## BEGIN

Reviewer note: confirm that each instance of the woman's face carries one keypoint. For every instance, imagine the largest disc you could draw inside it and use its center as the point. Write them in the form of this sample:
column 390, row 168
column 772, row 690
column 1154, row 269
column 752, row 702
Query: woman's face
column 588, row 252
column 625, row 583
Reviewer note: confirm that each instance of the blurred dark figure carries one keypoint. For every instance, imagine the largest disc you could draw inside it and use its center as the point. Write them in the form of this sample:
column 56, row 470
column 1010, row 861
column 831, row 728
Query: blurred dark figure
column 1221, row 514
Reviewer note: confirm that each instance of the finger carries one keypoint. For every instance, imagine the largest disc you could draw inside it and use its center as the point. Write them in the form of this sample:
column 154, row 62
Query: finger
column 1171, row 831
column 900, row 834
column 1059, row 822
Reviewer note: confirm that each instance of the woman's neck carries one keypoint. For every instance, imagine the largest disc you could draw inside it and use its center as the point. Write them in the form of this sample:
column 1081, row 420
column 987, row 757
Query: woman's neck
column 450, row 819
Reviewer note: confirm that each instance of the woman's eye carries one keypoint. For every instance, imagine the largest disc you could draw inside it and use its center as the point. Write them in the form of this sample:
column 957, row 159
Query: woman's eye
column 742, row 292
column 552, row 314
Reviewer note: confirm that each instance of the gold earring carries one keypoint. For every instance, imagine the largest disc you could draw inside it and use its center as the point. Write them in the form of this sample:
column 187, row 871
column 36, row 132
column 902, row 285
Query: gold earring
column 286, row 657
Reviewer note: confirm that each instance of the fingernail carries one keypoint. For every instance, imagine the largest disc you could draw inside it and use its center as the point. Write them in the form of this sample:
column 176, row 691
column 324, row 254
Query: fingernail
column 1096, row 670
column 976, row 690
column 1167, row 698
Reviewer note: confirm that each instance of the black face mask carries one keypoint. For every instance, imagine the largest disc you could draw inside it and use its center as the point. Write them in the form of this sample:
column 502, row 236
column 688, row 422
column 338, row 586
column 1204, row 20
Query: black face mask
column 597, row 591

## END

▶ [WRITTEN REQUEST]: Write out again, word for word, the stretch of the records above from the line containing "Reviewer note: confirm that each instance of the fingernail" through the end of the records.

▶ [RESULT FOR THIS EXERCISE]:
Reviewer note: confirm that each instance of the fingernail carries one keypoint. For every instance, imagine the largest disc you could draw inside it and use its center as the point. Write them in the form of this sample:
column 176, row 691
column 324, row 254
Query: fingernail
column 1096, row 670
column 976, row 690
column 1167, row 698
Reviewer note: confirm that each instance of the black face mask carries one keypoint. For every instance, imagine the largest disc you could draw inside it and use its center as the point. Write them in the form of this sample:
column 502, row 236
column 688, row 422
column 338, row 586
column 1204, row 20
Query: black face mask
column 597, row 591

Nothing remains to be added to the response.